Lines of data ▸

▬▬▬

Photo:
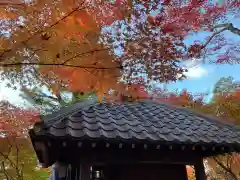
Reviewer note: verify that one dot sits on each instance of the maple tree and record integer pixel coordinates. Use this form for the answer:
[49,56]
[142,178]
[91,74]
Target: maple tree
[17,158]
[82,56]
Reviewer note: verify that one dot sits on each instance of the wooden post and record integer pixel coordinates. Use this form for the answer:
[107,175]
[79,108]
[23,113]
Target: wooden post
[85,171]
[199,170]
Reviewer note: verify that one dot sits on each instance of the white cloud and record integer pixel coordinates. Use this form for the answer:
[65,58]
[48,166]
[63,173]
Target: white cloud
[195,70]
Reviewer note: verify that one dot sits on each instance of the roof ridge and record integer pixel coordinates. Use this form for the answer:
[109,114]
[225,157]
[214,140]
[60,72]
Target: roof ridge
[209,118]
[66,111]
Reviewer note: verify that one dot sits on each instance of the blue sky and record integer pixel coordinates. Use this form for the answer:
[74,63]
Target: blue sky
[201,78]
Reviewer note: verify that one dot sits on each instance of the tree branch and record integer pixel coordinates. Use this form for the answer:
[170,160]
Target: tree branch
[60,64]
[229,27]
[225,27]
[52,25]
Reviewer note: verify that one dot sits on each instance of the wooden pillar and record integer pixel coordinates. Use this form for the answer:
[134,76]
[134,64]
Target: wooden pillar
[85,171]
[199,170]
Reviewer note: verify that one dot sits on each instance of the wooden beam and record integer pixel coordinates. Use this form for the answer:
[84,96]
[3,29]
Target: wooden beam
[119,157]
[200,170]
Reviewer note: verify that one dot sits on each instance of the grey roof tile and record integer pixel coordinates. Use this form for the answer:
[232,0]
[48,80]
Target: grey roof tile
[139,121]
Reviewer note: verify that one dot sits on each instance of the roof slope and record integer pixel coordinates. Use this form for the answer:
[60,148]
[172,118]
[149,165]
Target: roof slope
[143,120]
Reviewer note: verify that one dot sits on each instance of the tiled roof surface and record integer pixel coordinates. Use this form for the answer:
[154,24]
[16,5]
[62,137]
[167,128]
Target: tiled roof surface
[150,121]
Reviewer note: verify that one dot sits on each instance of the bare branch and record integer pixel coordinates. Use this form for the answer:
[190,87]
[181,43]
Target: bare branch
[229,27]
[53,64]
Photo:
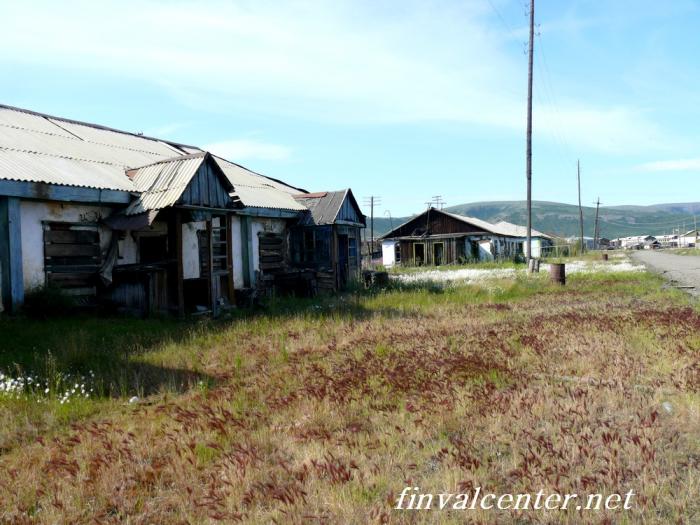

▬▬▬

WHAT YOU HAVE TO DO ▸
Repeat every one of the entries above word for word, leaving out the pictures.

FINAL RESULT ▸
Photo:
Reviewer note: verify that one dot sits on each instance of the maple tree and record integer pixel coordinates. Use this form for the answer:
[49,56]
[142,178]
[91,74]
Target: maple tree
[17,158]
[82,56]
Reviewer note: verify that one dot sits on each instance of the wooden post and record integer pixel coordinates. Use this form for the answer:
[107,175]
[79,108]
[23,113]
Target: wooden post
[85,171]
[199,170]
Reviewer note: verify that one dot sits on each instance of the white cloud and record integer pixel coordinates. Use this form for the answer:
[65,58]
[48,166]
[63,173]
Target: white cloud
[195,70]
Reviewer note: verify that one dot sits on each instance of the roof ridge and record integer pixel coordinates. Use this form for the answer:
[109,114]
[225,157]
[214,140]
[60,72]
Target: roof ridge
[209,118]
[66,111]
Reviewer note: verify that one dot sits on each instance of the blue sky and record integer pixel coordinates. Use this form for the answer:
[74,63]
Target: blue sky
[201,78]
Reviewer note: verify that one dot sits on each instance of the tree branch and record integer pixel coordinates. Use this form for the answer:
[170,160]
Target: tree branch
[60,64]
[229,27]
[225,27]
[52,25]
Reviewer note: verify that one dot sits on each instance of the wooden pillar and record integer pixel coordinates. Use this form for the answer:
[134,76]
[134,64]
Target: wooden pillar
[85,171]
[199,170]
Reviewer note: verify that one dot sits on each instance of the wooden beam and record integer pixel coordinates. Use this form for the answer:
[84,96]
[3,29]
Target: wooden beam
[119,157]
[200,170]
Reviewer note: verify that one dot sits on each instance of the grey roof tile and record integer pixel coordinates. Use this form for the answer:
[232,0]
[48,80]
Target: grey roof tile
[139,121]
Reviewer note: verify that one dot sits on each instance of the roof slope and record integer pixel coordinates. Use this form for the answer:
[60,148]
[172,118]
[149,165]
Target: roof slope
[143,120]
Reviewer note: verify that one dot sits on each instance of the tiled roof surface and record integer pixel coordinates. Use this form for the answer:
[154,24]
[16,5]
[62,137]
[167,128]
Target: tiled roof surface
[150,121]
Reviewer note: verify that one dot sits on each instance of the bare branch and record integer pixel coordinates. Use this form for the answer:
[190,87]
[181,43]
Target: bare branch
[229,27]
[53,64]
Photo:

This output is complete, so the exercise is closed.